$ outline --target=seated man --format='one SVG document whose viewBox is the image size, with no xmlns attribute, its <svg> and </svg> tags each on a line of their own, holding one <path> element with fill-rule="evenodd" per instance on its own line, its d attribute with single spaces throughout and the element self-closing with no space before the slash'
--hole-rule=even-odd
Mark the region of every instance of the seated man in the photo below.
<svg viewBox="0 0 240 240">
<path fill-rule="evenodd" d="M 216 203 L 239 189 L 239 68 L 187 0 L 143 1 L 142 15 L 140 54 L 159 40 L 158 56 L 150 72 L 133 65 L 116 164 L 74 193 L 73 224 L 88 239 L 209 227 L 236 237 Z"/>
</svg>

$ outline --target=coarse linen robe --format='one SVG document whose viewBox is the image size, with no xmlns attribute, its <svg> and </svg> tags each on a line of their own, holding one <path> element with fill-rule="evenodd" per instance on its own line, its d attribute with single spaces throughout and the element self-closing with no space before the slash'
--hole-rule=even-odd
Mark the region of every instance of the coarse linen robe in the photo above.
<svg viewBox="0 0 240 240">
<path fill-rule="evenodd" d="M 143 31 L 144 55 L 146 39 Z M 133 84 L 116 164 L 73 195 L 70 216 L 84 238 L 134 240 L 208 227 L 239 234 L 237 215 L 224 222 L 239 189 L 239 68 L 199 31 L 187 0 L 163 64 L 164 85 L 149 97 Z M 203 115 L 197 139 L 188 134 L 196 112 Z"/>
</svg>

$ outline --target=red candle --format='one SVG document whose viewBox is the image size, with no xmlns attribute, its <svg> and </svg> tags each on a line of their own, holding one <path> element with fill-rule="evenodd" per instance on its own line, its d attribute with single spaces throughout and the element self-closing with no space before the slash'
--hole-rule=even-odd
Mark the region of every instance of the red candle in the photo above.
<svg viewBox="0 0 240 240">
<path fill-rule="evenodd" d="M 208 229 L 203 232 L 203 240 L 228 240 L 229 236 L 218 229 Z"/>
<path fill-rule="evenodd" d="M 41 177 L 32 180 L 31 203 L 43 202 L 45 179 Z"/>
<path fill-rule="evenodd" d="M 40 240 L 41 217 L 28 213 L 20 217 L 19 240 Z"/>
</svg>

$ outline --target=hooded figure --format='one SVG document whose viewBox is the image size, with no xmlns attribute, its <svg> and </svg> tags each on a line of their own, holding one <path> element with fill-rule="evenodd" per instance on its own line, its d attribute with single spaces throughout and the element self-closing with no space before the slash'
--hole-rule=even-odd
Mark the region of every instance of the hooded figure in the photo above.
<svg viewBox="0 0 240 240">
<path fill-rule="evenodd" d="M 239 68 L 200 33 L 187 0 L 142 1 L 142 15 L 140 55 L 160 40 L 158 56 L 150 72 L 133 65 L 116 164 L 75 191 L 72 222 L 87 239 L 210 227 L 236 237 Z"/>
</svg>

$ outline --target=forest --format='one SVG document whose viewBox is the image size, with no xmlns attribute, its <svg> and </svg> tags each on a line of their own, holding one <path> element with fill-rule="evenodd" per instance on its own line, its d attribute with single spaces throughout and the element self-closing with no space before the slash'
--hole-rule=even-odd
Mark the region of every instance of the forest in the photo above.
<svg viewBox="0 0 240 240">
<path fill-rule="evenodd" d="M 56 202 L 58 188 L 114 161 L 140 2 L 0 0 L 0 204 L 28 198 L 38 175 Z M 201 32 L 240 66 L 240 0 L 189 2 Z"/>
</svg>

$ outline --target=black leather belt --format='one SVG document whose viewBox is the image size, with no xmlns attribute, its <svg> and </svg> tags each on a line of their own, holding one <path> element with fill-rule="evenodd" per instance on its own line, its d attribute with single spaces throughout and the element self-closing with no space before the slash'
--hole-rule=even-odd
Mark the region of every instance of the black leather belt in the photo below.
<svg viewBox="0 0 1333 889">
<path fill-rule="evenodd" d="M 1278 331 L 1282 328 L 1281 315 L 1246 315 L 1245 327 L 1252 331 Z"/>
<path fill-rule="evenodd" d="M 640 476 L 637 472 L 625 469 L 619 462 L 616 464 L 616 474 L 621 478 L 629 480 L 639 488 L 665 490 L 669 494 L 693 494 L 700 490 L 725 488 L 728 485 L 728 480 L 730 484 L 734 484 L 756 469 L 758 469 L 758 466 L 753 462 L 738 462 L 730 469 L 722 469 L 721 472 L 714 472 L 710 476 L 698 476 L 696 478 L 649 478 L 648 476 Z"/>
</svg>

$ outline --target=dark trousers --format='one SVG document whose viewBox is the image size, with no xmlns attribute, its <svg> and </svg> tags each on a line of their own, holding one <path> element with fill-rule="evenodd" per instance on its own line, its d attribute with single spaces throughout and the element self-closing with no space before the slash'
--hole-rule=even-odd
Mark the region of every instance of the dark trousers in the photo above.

============

WHAT THE TASK REQUIRES
Write out every record, exactly as written.

TASK RESPONSE
$ outline --target=seated man --format='one SVG document whose viewBox is the image size, with no xmlns attribute, its <svg> and </svg> tags each on a line of their own, holding one <path> element with fill-rule="evenodd" per instance on its own line, its d attribute with single spaces throughout and the element self-closing with no space before the slash'
--hole-rule=even-odd
Mark the region of every instance of the seated man in the photo below.
<svg viewBox="0 0 240 240">
<path fill-rule="evenodd" d="M 216 203 L 239 189 L 239 68 L 187 0 L 143 1 L 142 15 L 140 54 L 159 40 L 158 56 L 150 72 L 133 65 L 116 164 L 74 193 L 73 224 L 88 239 L 209 227 L 236 237 Z"/>
</svg>

$ outline --target=coarse linen robe --format='one SVG document whose viewBox is the image size, with no xmlns attribute, its <svg> and </svg> tags each on a line of their own, holding one <path> element with fill-rule="evenodd" per instance on its own line, its d attribute with single spaces throughout and the element self-closing with no space before the slash'
--hole-rule=even-odd
Mark the region of every instance of the coarse linen robe in the photo above.
<svg viewBox="0 0 240 240">
<path fill-rule="evenodd" d="M 143 31 L 144 55 L 146 39 Z M 133 84 L 116 164 L 73 195 L 70 216 L 84 238 L 134 240 L 208 227 L 239 234 L 237 215 L 224 222 L 239 189 L 239 68 L 199 31 L 187 0 L 163 64 L 164 85 L 149 97 Z M 203 115 L 197 139 L 188 134 L 196 112 Z"/>
</svg>

$ outline --target=red candle --format='one SVG document whose viewBox is the image size, with no xmlns attribute, its <svg> and </svg> tags each on a line of their own, holding one <path> element with fill-rule="evenodd" per instance on its own line, its d attribute with single spaces throughout and the element self-closing with no space before the slash'
--hole-rule=even-odd
Mark the region of every instance of the red candle in the photo above.
<svg viewBox="0 0 240 240">
<path fill-rule="evenodd" d="M 208 229 L 203 232 L 203 240 L 228 240 L 229 236 L 218 229 Z"/>
<path fill-rule="evenodd" d="M 41 177 L 32 180 L 31 203 L 43 202 L 45 179 Z"/>
<path fill-rule="evenodd" d="M 40 240 L 41 217 L 28 213 L 20 217 L 19 240 Z"/>
</svg>

$ outline --target=hooded figure --format='one SVG document whose viewBox is the image size, with no xmlns attribute, its <svg> and </svg> tags each on a line of their own, holding one <path> element with fill-rule="evenodd" per instance on its own line, its d attribute with single spaces throughout and the element self-closing with no space before the slash'
--hole-rule=even-odd
Mark the region of every instance of the hooded figure in the photo above.
<svg viewBox="0 0 240 240">
<path fill-rule="evenodd" d="M 239 68 L 200 33 L 187 0 L 142 1 L 142 15 L 140 55 L 160 40 L 158 56 L 150 72 L 133 65 L 116 164 L 75 191 L 72 222 L 87 239 L 210 227 L 236 237 Z"/>
</svg>

$ outline --target=forest --format='one SVG document whose viewBox is the image size, with no xmlns attribute, its <svg> and </svg> tags each on a line of their own, holding one <path> element with fill-rule="evenodd" per instance on its own line, its d attribute with single spaces throughout and the element self-closing with no space before the slash'
--hole-rule=even-odd
Mark the region of every instance of the forest in the photo above.
<svg viewBox="0 0 240 240">
<path fill-rule="evenodd" d="M 56 202 L 58 188 L 114 161 L 140 2 L 0 0 L 0 204 L 28 198 L 38 175 Z M 201 32 L 240 66 L 240 0 L 189 2 Z"/>
</svg>

$ outline --target=black leather belt --format='one SVG document whose viewBox is the image size, with no xmlns attribute, its <svg> and </svg> tags each on a line of their own, holding one <path> element with fill-rule="evenodd" per instance on its own line, its d attribute with single spaces throughout and the element self-closing with no space before the slash'
--hole-rule=even-odd
Mark the region of every instance of the black leather belt in the photo below.
<svg viewBox="0 0 1333 889">
<path fill-rule="evenodd" d="M 1278 331 L 1282 328 L 1281 315 L 1246 315 L 1245 327 L 1252 331 Z"/>
<path fill-rule="evenodd" d="M 640 476 L 637 472 L 625 469 L 619 462 L 616 464 L 616 474 L 621 478 L 629 480 L 639 488 L 665 490 L 669 494 L 693 494 L 700 490 L 725 488 L 728 485 L 728 480 L 730 484 L 734 484 L 756 469 L 758 469 L 758 466 L 753 462 L 738 462 L 730 469 L 722 469 L 721 472 L 714 472 L 710 476 L 698 476 L 696 478 L 649 478 L 648 476 Z"/>
</svg>

$ outline --target=dark trousers --format='one SVG document whose viewBox is the image size, with no xmlns attribute, its <svg> and </svg> tags each on a line of their own, holding one <path> element with fill-rule="evenodd" per instance on its own line, its d attribute with single spaces throughout and the element self-closing with no space before the slash'
--hole-rule=even-odd
Mark the region of every instance of the dark trousers in the photo above.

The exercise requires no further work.